- Короткая задача -
Продолжите текст о Ганди, Толстом и Торо, начав сразу после его последней фразы.

- Текст для чтения -
——————

Впрочем, в мировой истории есть еще несколько случаев, когда в корне своем религиозное движение приводило к политическим изменениям. Взять, к примеру, Ганди.
У Салмана Рушди есть статья, которая называется «Ганди сегодня». Он доказывает, что другие деятели борьбы за независимость, Неру в частности, — типичные образованные представители среднего класса, а Ганди воплощал религиозность деревенской Индии.
Что интересно, он себя воспитывал в духе ненасилия, но умел сражаться и по природе своей был боец. «Если выбор остается только между трусостью и сопротивлением, я выберу сопротивление», — сказал Ганди. Что, впрочем, не мешало ему говорить также много всякой ерунды — что, например, если бы евреи в нацистской Германии простили и полюбили своих мучителей, те бы наверняка раскаялись.
-- Получается, говорил одно, а делал другое?
— Нет-нет, просто он понимал, что бывают случаи, когда приходится идти в бой. Однако как только начинались какие-то серьезные столкновения или, не дай Бог, проливалась кровь, он моментально сворачивал и отступал, отказывался продолжать кампанию. Для политика так поступать — поражение, для религиозного деятеля — нормально. Более того, его авторитет был так велик, что, когда в 1947 году во время разделения Индии на Индию и Пакистан кровь текла рекой, он сказал, что будет голодать до смерти, если насилие не прекратится. И насилие остановилось. Можно спорить, не остановилось бы оно само собой, потому что вырезали уже значительное количество народу, но тем не менее выглядело это так.
У нас пока лидеров, которых до такой степени почитали бы, нет, и я даже не знаю, плохо это или хорошо.
-- Собственно, все эти лидеры, как религиозные, так и политические, — это варианты одного пути или много разных дорог?
-- Пожалуй, теснее всего между собой связаны Торо, Толстой и Ганди. Толстой читал Торо и очень уважал, Ганди читал обоих. При этом они очень разные, особенно в отношении к религии, — хотя и тесно все связаны. Торо совершенно сознательно вышел из церкви и отказался платить налог, заявил о своем выходе из этой корпорации. Отношения Толстого с церковью как с корпорацией известны, она его отвергла. А для Ганди религия — на первом месте, и борьба за независимость Индии для него является естественным следствием его религиозных взглядов. При этом советы, которые он давал людям, к нему приходившим, очень часто касались скорее разнообразных телесных практик — к примеру, делать клизму каждый день. Если воспринимать это не с точки зрения мистической идеи очищения, выглядит смехотворно.Но роднит их всех троих идея ненасилия, отказ от собственности в той или иной форме и неприятие государства как системы подавления.

——————

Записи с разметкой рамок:
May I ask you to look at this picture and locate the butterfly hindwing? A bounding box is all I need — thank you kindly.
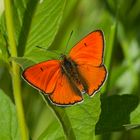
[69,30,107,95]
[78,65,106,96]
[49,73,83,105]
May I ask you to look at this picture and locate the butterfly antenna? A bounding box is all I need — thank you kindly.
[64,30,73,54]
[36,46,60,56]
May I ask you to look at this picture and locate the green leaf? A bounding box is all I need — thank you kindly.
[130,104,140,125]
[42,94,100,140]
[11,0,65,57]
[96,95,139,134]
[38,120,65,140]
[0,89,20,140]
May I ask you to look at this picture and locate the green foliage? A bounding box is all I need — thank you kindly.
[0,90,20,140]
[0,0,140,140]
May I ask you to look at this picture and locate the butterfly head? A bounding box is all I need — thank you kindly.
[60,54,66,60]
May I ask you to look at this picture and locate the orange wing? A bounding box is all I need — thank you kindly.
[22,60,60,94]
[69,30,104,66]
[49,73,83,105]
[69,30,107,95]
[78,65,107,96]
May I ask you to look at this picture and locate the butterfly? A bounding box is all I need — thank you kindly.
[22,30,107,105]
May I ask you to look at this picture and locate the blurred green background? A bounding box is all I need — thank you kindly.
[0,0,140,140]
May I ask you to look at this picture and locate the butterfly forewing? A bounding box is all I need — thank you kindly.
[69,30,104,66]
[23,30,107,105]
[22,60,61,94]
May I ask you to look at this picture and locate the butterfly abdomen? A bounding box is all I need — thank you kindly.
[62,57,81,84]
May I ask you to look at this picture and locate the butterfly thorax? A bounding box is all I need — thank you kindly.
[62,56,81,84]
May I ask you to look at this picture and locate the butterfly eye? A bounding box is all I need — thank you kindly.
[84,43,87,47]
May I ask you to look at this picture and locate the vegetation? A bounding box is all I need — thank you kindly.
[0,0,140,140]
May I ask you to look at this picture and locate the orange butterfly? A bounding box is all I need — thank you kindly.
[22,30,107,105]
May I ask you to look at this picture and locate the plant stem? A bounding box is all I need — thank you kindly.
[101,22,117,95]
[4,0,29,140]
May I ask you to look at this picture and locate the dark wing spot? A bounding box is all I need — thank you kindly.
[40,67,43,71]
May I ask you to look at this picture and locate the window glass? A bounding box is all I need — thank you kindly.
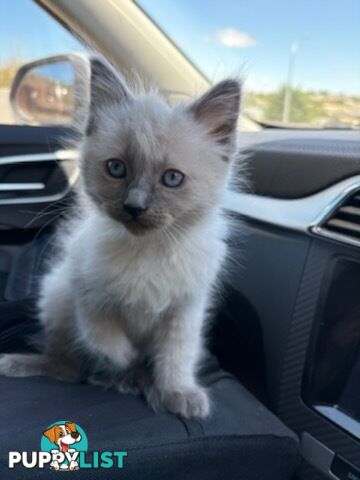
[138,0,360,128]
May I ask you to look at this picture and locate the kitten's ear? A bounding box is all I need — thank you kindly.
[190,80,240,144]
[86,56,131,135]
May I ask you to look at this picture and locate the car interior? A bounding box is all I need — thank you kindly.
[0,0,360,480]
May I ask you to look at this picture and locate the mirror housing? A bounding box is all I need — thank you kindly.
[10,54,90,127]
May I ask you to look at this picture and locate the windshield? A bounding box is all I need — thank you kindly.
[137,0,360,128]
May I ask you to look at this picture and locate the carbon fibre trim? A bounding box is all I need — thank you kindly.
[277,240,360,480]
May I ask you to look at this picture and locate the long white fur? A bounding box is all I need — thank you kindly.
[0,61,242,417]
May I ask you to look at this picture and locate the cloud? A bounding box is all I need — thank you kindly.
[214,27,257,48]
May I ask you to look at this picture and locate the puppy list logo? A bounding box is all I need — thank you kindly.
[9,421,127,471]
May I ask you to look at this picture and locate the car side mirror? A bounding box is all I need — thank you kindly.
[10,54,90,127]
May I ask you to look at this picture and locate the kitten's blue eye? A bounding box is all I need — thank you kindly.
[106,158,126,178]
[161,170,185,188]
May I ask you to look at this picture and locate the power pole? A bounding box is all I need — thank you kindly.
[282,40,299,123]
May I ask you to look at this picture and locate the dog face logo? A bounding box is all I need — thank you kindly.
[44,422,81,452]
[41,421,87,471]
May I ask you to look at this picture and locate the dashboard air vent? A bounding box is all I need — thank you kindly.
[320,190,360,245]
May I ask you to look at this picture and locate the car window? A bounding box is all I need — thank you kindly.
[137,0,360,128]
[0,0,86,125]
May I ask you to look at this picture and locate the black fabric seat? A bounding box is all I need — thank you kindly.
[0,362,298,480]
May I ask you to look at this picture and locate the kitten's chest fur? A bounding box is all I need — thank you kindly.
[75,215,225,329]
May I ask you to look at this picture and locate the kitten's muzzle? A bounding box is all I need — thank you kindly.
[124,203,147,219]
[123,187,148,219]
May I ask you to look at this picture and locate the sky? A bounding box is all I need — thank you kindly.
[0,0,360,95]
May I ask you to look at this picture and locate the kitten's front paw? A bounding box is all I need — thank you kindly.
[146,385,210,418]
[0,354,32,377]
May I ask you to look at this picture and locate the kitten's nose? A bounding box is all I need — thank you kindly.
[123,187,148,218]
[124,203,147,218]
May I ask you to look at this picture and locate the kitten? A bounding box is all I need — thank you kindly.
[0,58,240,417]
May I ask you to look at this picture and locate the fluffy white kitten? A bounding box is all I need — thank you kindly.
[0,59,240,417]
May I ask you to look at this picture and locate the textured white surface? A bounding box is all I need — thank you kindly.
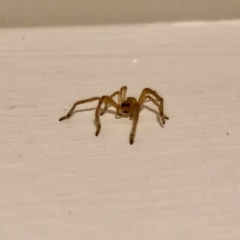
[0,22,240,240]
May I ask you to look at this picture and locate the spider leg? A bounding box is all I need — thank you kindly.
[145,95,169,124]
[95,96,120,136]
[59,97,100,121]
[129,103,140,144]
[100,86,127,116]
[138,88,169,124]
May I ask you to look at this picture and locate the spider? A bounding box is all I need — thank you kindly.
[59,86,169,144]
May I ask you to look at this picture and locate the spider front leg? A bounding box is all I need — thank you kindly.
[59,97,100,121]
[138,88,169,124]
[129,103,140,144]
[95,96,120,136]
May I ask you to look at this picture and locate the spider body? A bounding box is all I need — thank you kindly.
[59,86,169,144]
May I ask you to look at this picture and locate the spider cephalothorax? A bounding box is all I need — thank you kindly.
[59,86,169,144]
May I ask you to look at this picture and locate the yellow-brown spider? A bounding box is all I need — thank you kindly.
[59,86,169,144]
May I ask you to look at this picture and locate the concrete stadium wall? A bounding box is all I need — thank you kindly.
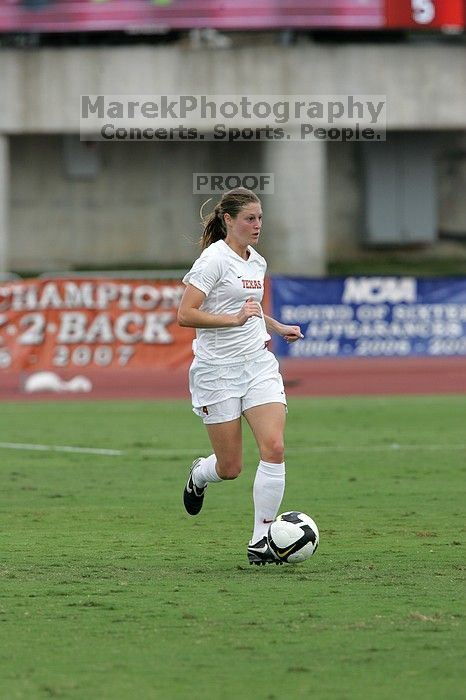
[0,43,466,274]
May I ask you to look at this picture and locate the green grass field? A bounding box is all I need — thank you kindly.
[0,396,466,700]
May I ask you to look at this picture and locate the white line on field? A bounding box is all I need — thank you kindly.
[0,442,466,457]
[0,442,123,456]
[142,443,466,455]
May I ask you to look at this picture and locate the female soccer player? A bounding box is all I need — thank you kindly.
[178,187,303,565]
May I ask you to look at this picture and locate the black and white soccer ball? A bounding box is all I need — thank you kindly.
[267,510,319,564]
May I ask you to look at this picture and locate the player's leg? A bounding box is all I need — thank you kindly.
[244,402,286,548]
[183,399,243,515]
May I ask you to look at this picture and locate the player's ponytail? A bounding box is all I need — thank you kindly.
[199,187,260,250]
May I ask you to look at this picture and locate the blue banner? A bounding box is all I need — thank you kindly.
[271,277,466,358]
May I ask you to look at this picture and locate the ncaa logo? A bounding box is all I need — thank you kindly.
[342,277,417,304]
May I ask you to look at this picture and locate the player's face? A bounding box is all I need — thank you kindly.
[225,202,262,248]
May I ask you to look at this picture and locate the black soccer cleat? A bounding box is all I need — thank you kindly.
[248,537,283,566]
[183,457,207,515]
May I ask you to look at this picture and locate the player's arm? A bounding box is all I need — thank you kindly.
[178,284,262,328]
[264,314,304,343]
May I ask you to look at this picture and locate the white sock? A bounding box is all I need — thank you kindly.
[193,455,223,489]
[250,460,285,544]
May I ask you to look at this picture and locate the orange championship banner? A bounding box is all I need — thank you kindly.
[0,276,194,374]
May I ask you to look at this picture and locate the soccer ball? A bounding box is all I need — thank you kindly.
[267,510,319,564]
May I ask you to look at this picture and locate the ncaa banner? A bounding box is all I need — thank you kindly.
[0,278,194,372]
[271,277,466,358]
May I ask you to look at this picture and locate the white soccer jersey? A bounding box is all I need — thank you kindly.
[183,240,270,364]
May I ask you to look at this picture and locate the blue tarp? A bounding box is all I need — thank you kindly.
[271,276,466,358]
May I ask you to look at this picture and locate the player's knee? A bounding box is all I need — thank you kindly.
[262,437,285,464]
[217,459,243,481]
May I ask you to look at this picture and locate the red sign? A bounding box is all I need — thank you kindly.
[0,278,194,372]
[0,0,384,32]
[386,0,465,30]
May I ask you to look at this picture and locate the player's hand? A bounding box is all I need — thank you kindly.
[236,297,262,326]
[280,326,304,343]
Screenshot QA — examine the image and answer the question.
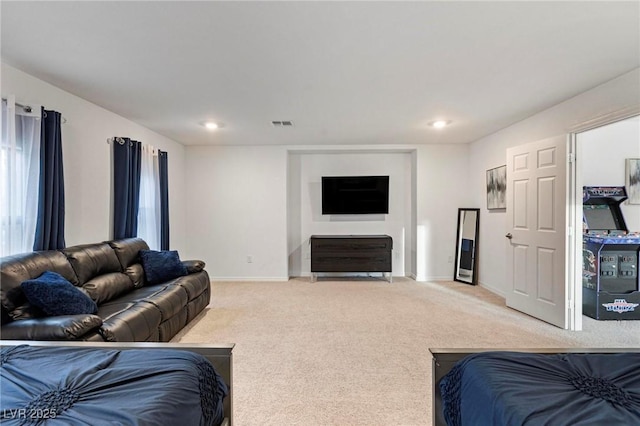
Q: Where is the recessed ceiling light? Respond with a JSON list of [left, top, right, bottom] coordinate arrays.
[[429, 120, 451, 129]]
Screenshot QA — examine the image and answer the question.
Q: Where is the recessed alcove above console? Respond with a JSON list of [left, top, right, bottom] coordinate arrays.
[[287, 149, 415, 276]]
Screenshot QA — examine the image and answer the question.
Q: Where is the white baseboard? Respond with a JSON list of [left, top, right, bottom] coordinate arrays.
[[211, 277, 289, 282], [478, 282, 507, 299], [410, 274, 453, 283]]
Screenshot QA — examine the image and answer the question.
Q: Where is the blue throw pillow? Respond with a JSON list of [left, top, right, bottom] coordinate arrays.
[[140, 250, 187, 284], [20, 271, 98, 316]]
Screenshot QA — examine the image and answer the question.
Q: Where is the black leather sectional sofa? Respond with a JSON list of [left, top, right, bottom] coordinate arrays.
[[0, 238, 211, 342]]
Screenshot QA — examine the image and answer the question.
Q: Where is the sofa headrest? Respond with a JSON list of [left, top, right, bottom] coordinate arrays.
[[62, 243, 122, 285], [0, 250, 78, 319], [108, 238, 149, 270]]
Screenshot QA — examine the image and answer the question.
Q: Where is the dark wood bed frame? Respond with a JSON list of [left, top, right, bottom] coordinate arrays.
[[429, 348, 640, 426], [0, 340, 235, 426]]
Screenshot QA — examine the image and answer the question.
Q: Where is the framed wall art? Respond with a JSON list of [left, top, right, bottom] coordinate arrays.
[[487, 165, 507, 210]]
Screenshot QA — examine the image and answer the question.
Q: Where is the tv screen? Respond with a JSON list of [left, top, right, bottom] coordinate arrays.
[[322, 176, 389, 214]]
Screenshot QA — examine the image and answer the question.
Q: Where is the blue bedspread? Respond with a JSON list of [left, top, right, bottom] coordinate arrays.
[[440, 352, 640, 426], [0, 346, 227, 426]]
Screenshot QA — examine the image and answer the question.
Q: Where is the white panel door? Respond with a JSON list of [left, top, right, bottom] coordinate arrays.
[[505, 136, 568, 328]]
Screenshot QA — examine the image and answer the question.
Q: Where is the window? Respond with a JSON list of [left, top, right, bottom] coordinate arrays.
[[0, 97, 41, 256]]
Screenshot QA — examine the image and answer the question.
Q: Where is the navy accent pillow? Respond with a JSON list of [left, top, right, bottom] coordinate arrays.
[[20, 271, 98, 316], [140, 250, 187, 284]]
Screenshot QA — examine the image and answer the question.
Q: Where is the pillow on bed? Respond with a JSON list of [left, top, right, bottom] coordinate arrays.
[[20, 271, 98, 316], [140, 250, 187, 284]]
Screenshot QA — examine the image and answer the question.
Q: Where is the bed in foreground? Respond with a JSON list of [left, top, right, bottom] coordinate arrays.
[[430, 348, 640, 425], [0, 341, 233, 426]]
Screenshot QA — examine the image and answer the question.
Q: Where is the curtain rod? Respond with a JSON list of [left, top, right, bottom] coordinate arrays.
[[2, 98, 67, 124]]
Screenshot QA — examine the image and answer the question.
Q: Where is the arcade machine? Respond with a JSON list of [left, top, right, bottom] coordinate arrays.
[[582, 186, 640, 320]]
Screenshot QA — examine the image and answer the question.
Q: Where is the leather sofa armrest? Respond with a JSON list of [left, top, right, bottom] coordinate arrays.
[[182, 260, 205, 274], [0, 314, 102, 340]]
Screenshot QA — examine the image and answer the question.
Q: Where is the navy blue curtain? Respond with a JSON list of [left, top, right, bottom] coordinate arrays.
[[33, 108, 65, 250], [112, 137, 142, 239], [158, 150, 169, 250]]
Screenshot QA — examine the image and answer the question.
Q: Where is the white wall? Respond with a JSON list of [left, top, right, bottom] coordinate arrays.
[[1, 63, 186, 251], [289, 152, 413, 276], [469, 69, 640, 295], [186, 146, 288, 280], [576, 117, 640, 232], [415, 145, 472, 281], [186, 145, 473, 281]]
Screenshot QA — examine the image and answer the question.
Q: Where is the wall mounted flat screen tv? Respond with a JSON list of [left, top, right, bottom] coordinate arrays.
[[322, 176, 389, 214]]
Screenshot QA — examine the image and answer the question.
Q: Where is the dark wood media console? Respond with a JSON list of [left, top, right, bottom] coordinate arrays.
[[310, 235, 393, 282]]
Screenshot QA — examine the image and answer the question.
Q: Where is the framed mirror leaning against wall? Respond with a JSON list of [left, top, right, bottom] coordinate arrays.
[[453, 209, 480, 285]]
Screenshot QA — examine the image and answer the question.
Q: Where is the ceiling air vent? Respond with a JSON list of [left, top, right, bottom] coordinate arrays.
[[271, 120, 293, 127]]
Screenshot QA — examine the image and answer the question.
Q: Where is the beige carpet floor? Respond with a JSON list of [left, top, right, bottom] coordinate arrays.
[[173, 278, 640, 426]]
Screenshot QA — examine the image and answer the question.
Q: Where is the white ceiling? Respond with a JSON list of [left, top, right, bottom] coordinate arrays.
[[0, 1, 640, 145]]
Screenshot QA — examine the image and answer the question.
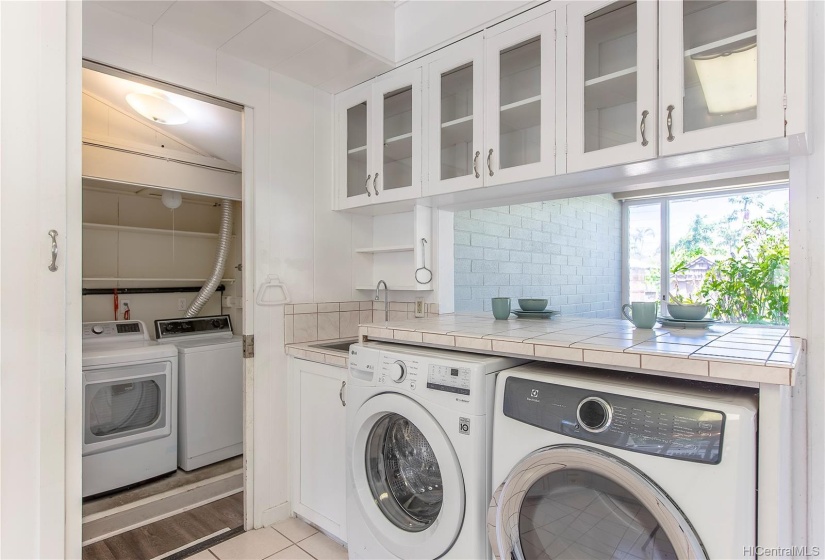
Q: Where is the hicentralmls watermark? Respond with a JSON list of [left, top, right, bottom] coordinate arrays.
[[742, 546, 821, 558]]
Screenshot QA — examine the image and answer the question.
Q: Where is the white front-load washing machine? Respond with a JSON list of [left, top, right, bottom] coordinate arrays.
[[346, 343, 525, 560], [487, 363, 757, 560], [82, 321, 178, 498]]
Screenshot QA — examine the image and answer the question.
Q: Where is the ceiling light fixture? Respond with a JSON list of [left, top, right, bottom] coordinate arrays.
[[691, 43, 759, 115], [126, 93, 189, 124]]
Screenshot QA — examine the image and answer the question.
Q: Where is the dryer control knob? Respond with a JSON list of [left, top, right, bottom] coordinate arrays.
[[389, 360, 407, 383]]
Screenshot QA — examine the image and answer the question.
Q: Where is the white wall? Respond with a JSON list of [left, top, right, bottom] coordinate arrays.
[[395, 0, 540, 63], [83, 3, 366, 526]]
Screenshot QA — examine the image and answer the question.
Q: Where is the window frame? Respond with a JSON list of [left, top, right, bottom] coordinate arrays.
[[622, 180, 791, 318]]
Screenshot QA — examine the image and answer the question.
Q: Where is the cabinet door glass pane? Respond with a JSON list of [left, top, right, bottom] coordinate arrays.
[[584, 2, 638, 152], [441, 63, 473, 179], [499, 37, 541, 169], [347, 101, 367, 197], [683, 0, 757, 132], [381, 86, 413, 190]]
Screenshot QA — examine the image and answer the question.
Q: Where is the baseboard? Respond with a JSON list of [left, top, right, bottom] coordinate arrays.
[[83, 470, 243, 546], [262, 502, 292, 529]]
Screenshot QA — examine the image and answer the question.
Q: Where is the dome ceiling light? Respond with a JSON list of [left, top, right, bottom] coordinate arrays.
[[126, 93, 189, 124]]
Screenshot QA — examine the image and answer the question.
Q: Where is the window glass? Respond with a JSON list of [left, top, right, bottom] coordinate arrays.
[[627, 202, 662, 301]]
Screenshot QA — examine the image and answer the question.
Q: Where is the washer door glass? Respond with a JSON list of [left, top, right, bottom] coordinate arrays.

——————

- Ответ к задаче -
-- А кто же ваш герой?
— Мартин Лютер Кинг. И кстати, в отличие от всех предыдущих, он никак не отрицает государства как такового, более того, он в принципе им доволен — но хочет добиться в нем справедливости. Он совсем не хочет, чтоб государство исчезло, не стремится уничтожить собственность. Он лишь хочет его исправить. И его идеи мне гораздо ближе, чем анархизм Толстого, Ганди или Торо.
Надо заметить, что чисто по-человечески многие из них не самые симпатичные люди. Ганди по характеру был страшный тиран, его старший сын в знак протеста вообще перешел в ислам — в качестве реакции на давление со стороны отца. Толстой тоже, если судить по воспоминаниям близких, был человеком с тяжелым характером. Но тут необходимо сделать выбор: что для нас важно — характер или то, о чем и как они пишут. Если посмотреть на русскую литературу ХIХ века, там вообще один только Короленко хороший человек. А все остальные — явно не те люди, с которыми я хотела бы дружить.
-- Есть ли какой-то компромисс по отношению к знанию, на который приходится идти историку, если он преподает в школе?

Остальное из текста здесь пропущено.